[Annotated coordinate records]
— START —
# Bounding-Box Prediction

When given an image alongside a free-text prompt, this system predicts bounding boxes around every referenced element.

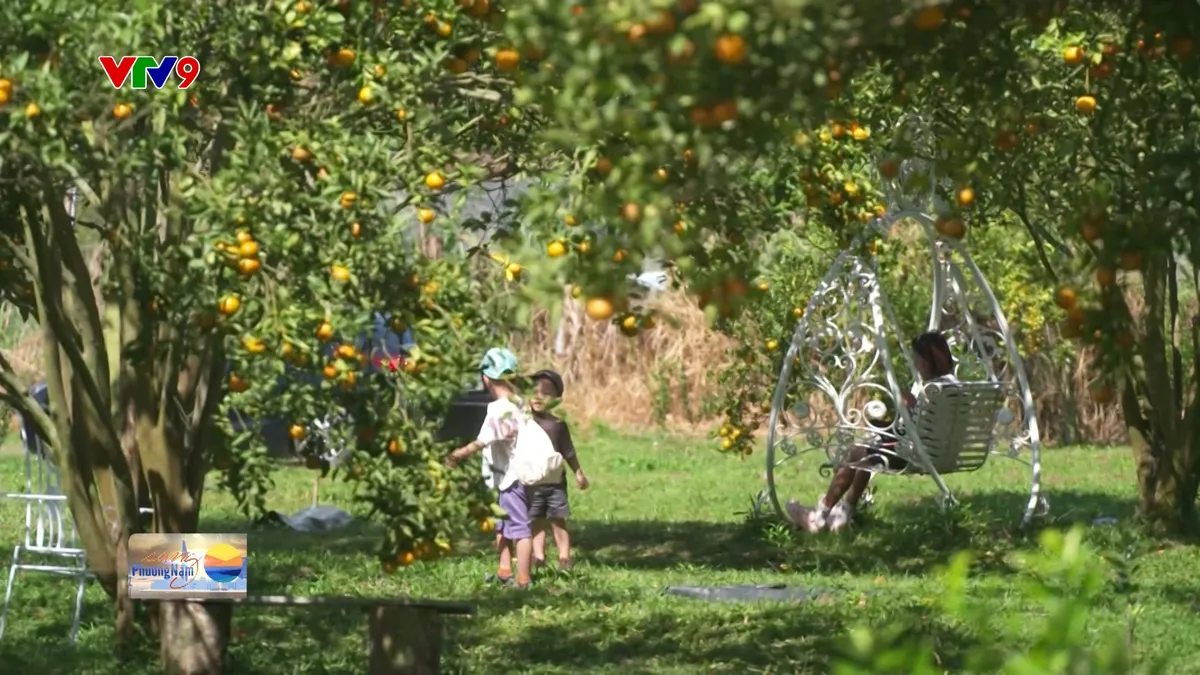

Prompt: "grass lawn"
[0,430,1200,675]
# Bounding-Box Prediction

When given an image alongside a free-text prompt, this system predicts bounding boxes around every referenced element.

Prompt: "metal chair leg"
[0,546,20,640]
[71,556,88,645]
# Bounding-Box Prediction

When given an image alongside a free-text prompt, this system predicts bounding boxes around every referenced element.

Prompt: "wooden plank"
[367,605,442,675]
[201,596,475,615]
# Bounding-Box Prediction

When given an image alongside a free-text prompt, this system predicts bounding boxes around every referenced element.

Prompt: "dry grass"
[514,284,733,431]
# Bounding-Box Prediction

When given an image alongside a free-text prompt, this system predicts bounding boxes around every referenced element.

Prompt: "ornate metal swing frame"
[763,117,1049,526]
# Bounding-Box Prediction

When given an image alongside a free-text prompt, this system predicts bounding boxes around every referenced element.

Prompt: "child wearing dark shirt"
[527,370,588,569]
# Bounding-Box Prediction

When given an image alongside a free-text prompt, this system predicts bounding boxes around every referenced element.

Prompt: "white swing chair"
[763,118,1049,525]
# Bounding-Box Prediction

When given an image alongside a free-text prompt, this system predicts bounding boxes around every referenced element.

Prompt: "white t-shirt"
[475,398,521,491]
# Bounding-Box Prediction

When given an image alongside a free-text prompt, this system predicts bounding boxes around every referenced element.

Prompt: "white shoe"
[829,502,854,532]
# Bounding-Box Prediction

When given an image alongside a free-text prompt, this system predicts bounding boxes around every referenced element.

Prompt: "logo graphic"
[100,56,200,89]
[128,534,246,599]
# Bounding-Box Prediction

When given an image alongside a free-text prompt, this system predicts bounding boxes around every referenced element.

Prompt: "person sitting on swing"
[787,331,955,532]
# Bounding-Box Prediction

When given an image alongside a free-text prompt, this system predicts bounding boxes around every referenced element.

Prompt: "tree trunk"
[1129,426,1200,534]
[158,602,233,675]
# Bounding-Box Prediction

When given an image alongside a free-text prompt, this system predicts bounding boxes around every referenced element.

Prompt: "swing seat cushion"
[900,382,1007,473]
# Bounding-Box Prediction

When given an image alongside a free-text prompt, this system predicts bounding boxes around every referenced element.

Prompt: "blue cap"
— END —
### Task brief
Rewrite the records from the start through the line containing "[201,596,475,615]", both ends included, keeping every line except the pictures. Multiply each bounding-box coordinate by 0.75 and round to the nearest whole number, rounding halves up.

### Written response
# Bounding-Box Prediction

When given an image alongside a free-text prompt, this system predicts bounding boxes around every referenced element.


Prompt: "grass lawn"
[0,323,900,506]
# Bounding-Box Prediction

When given an image alongside a free-text prompt, this system predicts bounding boxes around every referenced element.

Prompt: "metal chair leg"
[0,410,15,480]
[53,417,66,484]
# Bounding-Box Prediction

When given an image alongside a free-text prompt, this system predicts bounding boxes around every referenced element.

Prompt: "wooden plank"
[275,454,332,506]
[151,447,356,461]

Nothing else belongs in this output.